> **Source**
-- BEGIN --
Drew comes from a basketball family and was seen as an ascending young coach when he signed on at Baylor back in 2003. But the circumstances surrounding the opportunity left many wondering why he’d even entertained the offer.
Beginning the Scott Drew era
As ESPN‘s Myron Medcalf notes, Drew arrived shortly after “Baylor player Carlton Dotson had just been charged with murdering teammate Patrick Dennehy. Then former Baylor head coach Dave Bliss was caught on tape telling players to paint Dennehy as a drug dealer to hide illicit payments and other NCAA violations within the program.”
As such, Drew was tasked not only with rebuilding Baylor basketball on the court but also with creating a new atmosphere off the court.
It was a monumental task, and one few thought he could accomplish.
However, thinking of last night’s victory as the culmination of 18 years of work is a misleading perspective.
-- END --
> **Exercise set**
[1] Translate this sentence from the passage on Scott Drew into Spanish: "It was a monumental task, and one few thought he could accomplish."
[2] Using the passage on Scott Drew, answer yes or no for each statement and quote the words that decide it: (a) Drew signed on at Baylor in 2003. (b) Drew's job was limited to rebuilding Baylor basketball on the court. (c) Most people expected Drew to accomplish the task he faced.
[3] Name every person mentioned by name in the passage on Scott Drew.

> **Stored records**
-- BEGIN --
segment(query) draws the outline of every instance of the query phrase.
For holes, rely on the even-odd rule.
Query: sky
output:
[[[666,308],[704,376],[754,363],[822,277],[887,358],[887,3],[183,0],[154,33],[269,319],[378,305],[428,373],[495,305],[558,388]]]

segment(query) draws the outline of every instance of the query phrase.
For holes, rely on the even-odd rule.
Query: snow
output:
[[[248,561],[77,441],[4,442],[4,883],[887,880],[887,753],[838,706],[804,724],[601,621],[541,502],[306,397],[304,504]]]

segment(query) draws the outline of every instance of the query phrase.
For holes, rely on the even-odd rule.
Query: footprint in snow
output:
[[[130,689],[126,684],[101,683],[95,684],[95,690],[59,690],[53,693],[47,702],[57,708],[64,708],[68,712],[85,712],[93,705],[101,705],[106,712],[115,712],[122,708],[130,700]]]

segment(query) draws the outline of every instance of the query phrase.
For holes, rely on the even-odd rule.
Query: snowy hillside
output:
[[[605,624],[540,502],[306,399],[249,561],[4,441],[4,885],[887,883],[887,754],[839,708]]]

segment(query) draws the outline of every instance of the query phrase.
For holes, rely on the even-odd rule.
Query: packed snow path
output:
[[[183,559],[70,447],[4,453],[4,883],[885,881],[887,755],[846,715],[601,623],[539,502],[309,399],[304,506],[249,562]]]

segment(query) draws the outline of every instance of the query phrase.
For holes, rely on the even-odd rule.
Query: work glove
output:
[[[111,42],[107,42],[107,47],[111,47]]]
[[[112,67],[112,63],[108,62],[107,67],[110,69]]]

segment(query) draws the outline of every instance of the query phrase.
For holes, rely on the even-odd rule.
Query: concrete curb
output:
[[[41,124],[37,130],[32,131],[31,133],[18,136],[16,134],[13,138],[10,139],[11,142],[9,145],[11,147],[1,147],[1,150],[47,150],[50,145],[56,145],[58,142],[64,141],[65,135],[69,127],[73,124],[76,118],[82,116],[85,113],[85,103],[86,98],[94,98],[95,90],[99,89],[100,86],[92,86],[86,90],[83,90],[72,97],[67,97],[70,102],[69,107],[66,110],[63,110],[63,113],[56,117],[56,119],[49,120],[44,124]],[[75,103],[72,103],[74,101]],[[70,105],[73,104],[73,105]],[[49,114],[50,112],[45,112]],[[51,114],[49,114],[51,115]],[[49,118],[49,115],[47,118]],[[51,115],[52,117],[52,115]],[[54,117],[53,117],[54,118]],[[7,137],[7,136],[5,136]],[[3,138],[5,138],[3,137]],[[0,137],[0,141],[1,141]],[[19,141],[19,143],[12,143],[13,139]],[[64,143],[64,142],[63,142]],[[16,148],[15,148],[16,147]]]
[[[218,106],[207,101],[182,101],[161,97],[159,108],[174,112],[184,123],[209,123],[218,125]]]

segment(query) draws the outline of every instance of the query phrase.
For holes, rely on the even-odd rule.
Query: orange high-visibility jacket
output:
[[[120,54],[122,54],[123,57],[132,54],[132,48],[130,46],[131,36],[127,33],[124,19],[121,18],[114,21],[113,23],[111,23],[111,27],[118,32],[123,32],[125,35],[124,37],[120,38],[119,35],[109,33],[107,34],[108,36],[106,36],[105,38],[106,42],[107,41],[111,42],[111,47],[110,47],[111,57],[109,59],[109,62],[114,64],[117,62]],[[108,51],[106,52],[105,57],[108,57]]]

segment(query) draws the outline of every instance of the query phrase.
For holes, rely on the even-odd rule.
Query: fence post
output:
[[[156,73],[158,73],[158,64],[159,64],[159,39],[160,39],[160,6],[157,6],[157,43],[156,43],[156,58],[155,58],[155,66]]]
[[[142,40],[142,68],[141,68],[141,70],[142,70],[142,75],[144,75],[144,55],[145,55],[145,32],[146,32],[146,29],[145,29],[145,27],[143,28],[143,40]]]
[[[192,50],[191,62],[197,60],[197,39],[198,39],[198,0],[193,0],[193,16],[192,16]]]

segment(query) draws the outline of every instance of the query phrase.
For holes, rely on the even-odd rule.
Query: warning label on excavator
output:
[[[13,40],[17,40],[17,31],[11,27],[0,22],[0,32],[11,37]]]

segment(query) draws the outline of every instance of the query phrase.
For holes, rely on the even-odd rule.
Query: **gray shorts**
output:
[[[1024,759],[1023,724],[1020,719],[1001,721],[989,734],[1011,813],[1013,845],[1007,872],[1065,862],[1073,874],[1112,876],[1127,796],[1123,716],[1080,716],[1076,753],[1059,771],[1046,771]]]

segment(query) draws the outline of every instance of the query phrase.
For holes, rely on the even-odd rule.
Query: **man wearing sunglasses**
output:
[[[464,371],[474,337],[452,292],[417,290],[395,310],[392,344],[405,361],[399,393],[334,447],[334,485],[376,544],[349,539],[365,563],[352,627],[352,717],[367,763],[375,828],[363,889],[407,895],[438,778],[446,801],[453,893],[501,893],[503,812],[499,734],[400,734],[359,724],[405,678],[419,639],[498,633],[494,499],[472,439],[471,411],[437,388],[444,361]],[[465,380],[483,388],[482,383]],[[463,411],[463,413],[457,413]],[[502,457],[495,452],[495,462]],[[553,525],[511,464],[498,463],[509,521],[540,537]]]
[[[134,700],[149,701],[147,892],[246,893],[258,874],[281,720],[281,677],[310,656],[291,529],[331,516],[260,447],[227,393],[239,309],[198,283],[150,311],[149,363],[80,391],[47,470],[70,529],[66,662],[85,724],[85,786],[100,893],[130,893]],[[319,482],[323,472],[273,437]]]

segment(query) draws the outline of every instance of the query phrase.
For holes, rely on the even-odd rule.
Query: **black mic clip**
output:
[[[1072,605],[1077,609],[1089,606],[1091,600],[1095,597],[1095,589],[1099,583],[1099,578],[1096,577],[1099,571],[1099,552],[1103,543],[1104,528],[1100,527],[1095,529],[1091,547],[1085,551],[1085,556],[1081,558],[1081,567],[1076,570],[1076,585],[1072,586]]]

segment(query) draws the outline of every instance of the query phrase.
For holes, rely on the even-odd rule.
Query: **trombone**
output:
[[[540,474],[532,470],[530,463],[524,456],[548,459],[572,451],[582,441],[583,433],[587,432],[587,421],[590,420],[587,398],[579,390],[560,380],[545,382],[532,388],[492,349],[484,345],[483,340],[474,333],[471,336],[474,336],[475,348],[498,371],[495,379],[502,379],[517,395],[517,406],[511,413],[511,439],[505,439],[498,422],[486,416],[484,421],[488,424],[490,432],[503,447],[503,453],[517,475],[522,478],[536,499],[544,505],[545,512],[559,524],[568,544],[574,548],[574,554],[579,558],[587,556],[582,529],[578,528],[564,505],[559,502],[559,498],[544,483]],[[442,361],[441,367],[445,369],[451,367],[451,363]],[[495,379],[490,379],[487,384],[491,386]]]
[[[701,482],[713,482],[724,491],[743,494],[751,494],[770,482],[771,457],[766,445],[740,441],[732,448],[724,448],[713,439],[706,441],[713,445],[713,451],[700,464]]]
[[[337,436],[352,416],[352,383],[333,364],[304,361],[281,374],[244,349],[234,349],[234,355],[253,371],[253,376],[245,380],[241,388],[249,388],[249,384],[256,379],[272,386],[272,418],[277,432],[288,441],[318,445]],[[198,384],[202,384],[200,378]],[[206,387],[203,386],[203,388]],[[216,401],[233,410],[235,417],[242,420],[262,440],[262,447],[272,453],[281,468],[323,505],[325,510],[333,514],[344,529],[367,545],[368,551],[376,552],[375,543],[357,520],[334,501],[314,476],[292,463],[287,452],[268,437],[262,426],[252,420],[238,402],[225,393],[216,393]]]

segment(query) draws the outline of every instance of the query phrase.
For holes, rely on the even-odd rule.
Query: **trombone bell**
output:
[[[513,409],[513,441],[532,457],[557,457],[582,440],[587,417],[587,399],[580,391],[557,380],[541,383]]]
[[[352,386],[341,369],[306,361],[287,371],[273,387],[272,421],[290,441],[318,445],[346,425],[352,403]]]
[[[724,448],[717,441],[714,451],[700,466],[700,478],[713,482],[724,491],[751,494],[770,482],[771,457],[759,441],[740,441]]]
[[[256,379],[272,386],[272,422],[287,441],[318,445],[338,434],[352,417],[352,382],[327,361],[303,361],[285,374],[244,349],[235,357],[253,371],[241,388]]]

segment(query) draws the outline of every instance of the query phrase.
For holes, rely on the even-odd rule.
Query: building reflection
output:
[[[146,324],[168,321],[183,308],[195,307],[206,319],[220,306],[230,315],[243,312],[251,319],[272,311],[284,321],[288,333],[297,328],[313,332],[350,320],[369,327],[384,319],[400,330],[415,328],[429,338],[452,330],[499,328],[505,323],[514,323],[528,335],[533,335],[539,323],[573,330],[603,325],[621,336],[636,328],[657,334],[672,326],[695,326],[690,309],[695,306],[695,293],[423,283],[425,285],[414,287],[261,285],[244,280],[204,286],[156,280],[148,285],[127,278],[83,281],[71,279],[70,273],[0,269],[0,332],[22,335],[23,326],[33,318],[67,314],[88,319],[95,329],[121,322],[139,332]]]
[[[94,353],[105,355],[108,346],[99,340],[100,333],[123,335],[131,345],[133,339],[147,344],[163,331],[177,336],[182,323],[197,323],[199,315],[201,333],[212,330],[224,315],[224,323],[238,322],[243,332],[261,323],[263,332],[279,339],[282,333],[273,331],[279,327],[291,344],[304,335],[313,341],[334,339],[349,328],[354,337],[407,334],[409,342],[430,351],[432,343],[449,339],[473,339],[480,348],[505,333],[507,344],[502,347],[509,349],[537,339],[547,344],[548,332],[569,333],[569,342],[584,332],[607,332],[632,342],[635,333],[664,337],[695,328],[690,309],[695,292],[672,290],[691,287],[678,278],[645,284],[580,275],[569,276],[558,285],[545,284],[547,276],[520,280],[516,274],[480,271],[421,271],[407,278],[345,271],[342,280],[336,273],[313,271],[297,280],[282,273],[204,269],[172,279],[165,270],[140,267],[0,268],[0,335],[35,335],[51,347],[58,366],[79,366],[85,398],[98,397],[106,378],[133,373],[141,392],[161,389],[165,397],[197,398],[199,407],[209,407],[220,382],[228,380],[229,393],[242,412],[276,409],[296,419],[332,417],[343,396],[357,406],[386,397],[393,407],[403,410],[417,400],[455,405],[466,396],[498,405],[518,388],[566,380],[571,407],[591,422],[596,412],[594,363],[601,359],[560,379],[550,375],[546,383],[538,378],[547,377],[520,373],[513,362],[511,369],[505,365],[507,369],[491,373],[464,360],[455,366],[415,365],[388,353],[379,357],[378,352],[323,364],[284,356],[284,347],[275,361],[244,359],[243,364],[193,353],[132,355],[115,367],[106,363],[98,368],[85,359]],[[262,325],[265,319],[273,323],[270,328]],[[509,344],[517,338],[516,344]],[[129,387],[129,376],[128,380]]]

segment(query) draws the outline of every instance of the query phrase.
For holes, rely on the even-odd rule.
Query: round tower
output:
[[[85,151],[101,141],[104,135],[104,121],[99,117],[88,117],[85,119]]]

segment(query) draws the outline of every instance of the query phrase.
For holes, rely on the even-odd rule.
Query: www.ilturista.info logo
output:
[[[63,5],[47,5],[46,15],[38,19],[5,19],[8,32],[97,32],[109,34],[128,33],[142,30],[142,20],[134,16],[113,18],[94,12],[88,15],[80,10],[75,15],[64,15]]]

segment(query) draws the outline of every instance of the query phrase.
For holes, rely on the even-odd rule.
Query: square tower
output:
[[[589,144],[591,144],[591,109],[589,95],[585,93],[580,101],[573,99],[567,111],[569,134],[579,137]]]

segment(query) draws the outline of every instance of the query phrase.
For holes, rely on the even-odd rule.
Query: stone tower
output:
-- END --
> **Responses to the tasks**
[1] Fue una tarea monumental, y una que pocos creían que él pudiera lograr.

[2]
(a) Yes: "he signed on at Baylor back in 2003"
(b) No: "not only with rebuilding Baylor basketball on the court but also with creating a new atmosphere off the court"
(c) No: "one few thought he could accomplish"

[3] Scott Drew, Myron Medcalf, Carlton Dotson, Patrick Dennehy, Dave Bliss